Texto de origen >>

De
un tiempo a esta parte los domingos por la mañana los tengo reservados para montar
en bici, aprovechándome que por las calles de nuestra ciudad apenas hay gente y
que por muchas esquinas las persianas se andan cerrando para irse a dormir.
Es un paseo leve el que
suelo dar, no vaya a ser que mi espalda se revele y me quite este espacio donde
soy completamente libre.
Entre pedalada y
pedalada, aprovecho para pensar en mis cosas, en mis artículos, en mis
proyectos,… notando cómo la ciudad se relame sus heridas, se busca a sí misma y
comienza suavemente a desperezarse por las esquinas del olvido.
Y me resulta curioso observar
que el ritmo de la vida se vuelve pausado al llegar este instante de la semana,
acrecentándose el ruido en las cafeterías, dejando que los despertadores se vuelvan
mudos y viendo a decenas de personas que en su vida han hecho deporte
enfundarse a ropas llamativas y recién estrenadas con la sana intención de
ponerse en forma.
Supongo que ese es el
aroma que trae en sus bolsillos los domingos; supongo que cada uno de los aquí
presentes tiene una forma de aprovecharse de él.

Datos proporcionados >>

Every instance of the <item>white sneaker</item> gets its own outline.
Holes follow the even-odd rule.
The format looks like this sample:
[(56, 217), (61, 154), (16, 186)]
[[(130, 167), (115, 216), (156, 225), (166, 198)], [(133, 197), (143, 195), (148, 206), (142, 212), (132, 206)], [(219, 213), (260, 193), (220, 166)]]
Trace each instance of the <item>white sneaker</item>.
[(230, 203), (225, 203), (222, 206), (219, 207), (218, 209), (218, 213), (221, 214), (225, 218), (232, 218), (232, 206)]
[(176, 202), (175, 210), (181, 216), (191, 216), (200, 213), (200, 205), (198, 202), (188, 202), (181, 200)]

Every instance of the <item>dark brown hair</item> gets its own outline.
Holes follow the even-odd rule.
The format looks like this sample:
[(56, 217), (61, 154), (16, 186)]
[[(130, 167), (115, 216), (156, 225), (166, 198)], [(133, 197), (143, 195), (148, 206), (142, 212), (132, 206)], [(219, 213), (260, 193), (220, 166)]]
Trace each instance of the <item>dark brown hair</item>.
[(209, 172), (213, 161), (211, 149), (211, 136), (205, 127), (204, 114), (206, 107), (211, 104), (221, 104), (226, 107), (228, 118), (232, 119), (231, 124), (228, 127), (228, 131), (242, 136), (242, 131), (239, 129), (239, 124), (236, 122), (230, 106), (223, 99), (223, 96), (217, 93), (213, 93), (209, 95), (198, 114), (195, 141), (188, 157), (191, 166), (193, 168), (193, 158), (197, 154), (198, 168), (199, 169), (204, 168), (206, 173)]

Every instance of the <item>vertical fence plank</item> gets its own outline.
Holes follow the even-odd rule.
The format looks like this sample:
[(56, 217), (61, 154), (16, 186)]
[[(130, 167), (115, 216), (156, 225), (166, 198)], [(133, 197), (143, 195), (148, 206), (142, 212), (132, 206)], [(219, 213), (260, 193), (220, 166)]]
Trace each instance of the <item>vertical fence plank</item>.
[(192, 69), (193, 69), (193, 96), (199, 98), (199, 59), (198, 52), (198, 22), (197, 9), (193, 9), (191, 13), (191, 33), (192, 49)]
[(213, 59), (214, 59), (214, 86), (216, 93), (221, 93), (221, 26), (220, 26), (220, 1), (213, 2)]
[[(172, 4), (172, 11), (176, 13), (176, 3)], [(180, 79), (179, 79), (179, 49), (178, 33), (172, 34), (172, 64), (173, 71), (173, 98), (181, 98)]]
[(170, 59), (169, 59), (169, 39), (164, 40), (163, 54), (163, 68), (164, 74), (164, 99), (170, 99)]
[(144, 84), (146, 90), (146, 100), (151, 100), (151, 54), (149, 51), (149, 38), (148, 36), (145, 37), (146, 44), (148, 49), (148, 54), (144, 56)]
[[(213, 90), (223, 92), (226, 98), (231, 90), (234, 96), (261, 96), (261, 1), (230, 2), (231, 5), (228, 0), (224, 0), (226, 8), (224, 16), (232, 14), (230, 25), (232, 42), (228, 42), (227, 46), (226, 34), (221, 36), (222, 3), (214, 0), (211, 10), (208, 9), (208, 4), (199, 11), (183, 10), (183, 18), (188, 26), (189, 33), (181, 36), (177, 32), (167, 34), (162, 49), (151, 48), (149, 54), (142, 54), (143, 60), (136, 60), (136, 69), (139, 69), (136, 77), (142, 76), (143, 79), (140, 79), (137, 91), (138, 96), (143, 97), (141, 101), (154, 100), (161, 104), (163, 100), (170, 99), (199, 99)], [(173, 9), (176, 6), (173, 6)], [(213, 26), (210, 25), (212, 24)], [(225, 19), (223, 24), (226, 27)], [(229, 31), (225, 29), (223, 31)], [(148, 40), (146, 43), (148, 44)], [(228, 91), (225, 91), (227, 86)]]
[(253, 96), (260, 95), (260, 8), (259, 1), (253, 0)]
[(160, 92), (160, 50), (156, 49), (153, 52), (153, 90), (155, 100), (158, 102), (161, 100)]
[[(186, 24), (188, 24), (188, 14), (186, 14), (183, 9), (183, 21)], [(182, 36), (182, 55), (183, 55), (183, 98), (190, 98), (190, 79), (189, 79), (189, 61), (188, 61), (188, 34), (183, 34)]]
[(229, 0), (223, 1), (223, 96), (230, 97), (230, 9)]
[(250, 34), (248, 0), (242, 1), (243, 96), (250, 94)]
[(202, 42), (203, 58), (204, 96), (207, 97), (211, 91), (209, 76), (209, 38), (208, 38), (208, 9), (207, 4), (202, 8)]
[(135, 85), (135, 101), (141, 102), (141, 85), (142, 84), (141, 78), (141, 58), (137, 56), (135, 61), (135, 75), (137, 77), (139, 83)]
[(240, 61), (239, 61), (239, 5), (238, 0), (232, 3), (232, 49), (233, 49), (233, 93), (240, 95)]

Tareas propuestas >>
(a) Transcriba literalmente el pasaje del texto de origen que comienza en las palabras "Es un paseo" y termina tras las palabras "ponerse en forma.".
(b) Reproduzca sin cambio alguno las líneas del listado, desde su primera línea hasta la que contiene "218), (232, 206)]", ambas incluidas.
El texto de origen y el listado proceden de fuentes distintas.

Soluciones por tarea >>
(a)
Es un paseo leve el que
suelo dar, no vaya a ser que mi espalda se revele y me quite este espacio donde
soy completamente libre.
Entre pedalada y
pedalada, aprovecho para pensar en mis cosas, en mis artículos, en mis
proyectos,… notando cómo la ciudad se relame sus heridas, se busca a sí misma y
comienza suavemente a desperezarse por las esquinas del olvido.
Y me resulta curioso observar
que el ritmo de la vida se vuelve pausado al llegar este instante de la semana,
acrecentándose el ruido en las cafeterías, dejando que los despertadores se vuelvan
mudos y viendo a decenas de personas que en su vida han hecho deporte
enfundarse a ropas llamativas y recién estrenadas con la sana intención de
ponerse en forma.

(b)
Every instance of the <item>white sneaker</item> gets its own outline.
Holes follow the even-odd rule.
The format looks like this sample:
[(56, 217), (61, 154), (16, 186)]
[[(130, 167), (115, 216), (156, 225), (166, 198)], [(133, 197), (143, 195), (148, 206), (142, 212), (132, 206)], [(219, 213), (260, 193), (220, 166)]]
Trace each instance of the <item>white sneaker</item>.
[(230, 203), (225, 203), (222, 206), (219, 207), (218, 209), (218, 213), (221, 214), (225, 218), (232, 218), (232, 206)]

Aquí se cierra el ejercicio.